_WHAT YOU WILL DO_
Pick out and copy every line in the material below that contains the word "positive". Treat uppercase and lowercase as different.

_INPUT FOR THIS TASK_
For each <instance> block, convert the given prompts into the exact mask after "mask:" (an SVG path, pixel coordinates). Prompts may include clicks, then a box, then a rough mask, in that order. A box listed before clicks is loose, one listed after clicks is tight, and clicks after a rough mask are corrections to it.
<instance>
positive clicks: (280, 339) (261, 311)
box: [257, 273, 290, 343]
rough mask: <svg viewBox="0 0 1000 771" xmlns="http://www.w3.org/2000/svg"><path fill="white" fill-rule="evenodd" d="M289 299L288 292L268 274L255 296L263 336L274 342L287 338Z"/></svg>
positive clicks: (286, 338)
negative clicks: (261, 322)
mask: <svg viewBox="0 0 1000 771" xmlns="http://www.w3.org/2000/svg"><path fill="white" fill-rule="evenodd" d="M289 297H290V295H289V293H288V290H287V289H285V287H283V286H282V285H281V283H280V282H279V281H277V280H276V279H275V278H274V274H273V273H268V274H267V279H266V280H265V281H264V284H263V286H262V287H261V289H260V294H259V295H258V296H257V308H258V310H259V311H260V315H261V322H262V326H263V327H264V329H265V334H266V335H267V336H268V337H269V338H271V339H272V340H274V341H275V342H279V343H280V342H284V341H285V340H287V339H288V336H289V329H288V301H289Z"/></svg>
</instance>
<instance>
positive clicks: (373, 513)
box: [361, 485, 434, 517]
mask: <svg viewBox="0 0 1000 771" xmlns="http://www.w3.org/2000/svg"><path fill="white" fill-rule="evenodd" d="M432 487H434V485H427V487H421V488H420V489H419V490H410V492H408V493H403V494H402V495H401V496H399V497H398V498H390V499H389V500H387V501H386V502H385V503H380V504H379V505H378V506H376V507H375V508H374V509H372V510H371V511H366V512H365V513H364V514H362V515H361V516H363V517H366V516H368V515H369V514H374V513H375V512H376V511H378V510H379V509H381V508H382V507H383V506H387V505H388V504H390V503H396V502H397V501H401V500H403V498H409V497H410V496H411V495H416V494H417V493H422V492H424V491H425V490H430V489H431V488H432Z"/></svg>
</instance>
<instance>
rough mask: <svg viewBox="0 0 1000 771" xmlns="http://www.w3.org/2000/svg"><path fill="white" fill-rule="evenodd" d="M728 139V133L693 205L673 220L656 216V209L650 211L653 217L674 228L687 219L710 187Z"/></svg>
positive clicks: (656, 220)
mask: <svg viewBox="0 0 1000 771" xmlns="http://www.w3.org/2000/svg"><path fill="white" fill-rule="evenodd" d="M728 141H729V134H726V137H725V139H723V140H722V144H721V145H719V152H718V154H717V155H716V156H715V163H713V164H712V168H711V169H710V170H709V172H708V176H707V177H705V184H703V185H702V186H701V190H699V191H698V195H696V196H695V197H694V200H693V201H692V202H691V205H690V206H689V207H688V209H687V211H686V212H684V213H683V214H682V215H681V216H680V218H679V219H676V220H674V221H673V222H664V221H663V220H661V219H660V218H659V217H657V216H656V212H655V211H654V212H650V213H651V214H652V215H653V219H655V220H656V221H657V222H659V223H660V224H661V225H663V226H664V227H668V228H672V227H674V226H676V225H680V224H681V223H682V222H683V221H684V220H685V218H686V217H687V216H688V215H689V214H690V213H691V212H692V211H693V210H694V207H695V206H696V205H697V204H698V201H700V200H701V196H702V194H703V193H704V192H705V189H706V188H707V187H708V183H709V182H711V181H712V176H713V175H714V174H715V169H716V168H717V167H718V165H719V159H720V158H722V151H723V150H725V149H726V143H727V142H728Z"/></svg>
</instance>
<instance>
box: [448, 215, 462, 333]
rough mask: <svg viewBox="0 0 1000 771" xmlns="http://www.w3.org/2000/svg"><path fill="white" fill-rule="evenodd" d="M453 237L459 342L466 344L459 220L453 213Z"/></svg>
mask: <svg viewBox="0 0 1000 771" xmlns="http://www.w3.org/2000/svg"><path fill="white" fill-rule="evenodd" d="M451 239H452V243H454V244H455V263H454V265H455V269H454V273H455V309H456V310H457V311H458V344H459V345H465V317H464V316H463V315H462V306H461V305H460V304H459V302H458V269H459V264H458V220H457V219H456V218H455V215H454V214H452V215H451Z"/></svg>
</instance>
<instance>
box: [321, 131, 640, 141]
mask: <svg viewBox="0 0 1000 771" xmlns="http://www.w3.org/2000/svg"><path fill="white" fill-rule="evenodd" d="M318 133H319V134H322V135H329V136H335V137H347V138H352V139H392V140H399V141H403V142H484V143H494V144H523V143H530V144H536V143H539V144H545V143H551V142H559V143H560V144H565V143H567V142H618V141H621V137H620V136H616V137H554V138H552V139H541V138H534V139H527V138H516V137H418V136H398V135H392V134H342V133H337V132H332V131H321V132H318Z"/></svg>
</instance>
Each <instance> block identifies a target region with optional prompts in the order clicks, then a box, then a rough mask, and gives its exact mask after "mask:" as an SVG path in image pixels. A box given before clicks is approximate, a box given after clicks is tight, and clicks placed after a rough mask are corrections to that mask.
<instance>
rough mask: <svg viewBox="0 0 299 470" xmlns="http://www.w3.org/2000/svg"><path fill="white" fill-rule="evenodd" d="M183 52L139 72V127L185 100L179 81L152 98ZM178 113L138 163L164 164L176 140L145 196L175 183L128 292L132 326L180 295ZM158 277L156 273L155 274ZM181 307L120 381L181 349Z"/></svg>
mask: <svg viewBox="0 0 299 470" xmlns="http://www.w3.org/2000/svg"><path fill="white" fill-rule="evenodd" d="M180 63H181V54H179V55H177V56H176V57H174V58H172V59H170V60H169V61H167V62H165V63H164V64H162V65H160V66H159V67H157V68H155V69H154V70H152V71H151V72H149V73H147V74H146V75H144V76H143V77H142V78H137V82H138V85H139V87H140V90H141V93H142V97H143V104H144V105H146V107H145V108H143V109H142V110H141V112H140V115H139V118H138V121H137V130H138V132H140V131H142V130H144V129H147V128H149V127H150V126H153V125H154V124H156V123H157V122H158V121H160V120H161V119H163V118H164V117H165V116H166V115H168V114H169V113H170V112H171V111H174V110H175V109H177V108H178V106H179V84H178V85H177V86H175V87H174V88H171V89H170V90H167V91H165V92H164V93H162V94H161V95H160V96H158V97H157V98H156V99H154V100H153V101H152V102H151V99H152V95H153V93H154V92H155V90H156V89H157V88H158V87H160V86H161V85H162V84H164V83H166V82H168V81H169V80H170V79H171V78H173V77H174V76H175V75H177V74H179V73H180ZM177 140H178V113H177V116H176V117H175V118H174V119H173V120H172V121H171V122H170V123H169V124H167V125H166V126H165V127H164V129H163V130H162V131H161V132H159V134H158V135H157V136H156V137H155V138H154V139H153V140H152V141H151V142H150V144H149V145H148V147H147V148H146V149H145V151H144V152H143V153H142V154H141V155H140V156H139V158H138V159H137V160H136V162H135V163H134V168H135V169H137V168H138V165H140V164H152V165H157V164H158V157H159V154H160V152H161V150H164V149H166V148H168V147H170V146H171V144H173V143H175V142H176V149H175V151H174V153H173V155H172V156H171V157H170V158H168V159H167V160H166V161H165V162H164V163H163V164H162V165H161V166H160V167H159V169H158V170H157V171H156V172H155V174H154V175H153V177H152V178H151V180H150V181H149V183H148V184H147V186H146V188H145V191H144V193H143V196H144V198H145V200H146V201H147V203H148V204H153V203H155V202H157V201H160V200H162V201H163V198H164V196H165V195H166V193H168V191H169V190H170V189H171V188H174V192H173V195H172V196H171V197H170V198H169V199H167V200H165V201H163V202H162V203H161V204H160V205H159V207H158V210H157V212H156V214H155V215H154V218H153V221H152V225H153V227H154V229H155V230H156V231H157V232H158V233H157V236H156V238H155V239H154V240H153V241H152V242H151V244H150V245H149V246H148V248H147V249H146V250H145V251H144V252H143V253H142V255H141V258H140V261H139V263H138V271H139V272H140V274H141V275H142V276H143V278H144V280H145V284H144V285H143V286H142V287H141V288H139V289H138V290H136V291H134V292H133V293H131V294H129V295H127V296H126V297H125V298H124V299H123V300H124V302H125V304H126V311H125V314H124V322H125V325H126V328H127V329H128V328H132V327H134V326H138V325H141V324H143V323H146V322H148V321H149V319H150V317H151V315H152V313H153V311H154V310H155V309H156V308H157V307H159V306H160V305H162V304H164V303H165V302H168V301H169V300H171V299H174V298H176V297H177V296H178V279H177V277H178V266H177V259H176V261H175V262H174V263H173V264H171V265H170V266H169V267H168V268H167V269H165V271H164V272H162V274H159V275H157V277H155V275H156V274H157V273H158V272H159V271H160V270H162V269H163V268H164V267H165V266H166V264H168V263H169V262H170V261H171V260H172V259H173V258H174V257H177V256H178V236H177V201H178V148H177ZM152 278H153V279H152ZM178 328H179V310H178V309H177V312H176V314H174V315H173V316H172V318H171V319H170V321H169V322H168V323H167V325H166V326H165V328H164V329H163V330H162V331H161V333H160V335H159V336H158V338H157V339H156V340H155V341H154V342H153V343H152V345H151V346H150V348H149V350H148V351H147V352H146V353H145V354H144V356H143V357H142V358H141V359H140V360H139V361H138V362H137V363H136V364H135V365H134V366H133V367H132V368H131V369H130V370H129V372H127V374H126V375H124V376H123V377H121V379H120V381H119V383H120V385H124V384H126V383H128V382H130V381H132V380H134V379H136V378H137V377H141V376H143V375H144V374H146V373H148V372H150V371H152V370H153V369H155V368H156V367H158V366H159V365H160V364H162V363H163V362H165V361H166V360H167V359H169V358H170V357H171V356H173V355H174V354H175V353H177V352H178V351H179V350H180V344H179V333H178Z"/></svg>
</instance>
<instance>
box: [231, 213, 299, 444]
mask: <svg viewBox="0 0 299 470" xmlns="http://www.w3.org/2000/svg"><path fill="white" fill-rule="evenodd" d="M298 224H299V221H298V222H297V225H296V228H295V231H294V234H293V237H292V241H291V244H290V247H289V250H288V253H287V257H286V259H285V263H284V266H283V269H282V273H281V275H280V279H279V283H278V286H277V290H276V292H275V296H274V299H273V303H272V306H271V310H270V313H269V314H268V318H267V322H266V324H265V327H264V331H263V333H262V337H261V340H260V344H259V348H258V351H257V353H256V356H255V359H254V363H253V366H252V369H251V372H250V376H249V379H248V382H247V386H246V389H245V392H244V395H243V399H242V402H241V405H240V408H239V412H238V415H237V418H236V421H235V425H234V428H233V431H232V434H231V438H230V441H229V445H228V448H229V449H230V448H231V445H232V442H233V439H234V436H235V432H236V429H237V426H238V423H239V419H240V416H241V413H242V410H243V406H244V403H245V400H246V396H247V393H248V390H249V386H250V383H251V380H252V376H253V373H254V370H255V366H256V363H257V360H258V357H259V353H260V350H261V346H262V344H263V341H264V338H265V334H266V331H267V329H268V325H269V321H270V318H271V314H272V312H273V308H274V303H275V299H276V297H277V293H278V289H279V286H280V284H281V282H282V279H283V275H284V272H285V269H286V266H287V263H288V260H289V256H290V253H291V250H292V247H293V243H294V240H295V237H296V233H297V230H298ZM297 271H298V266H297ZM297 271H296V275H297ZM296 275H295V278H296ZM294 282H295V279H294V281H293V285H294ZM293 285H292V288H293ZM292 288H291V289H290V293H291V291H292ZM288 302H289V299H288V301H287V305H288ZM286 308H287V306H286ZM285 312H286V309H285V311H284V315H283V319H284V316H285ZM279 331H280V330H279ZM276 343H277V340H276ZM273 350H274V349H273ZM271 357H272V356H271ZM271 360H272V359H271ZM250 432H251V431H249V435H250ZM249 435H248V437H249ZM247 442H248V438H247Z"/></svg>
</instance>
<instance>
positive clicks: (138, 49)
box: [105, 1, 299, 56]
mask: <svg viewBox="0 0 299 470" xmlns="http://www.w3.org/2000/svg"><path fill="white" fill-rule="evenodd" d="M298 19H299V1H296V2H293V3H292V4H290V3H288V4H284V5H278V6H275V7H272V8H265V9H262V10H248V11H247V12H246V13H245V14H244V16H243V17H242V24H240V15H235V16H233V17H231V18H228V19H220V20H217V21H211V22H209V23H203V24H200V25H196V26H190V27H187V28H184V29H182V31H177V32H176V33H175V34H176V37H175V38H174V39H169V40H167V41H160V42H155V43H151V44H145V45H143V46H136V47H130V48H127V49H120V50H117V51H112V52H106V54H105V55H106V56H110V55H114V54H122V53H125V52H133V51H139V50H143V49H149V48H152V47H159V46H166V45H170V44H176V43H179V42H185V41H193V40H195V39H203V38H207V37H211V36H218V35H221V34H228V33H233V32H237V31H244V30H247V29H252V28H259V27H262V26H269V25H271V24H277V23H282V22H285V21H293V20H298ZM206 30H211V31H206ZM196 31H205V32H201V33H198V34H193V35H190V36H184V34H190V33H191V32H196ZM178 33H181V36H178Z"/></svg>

_RESULT_
positive clicks: (280, 339) (261, 311)
positive clicks: (286, 338)
positive clicks: (373, 513)
positive clicks: (656, 220)
positive clicks: (138, 49)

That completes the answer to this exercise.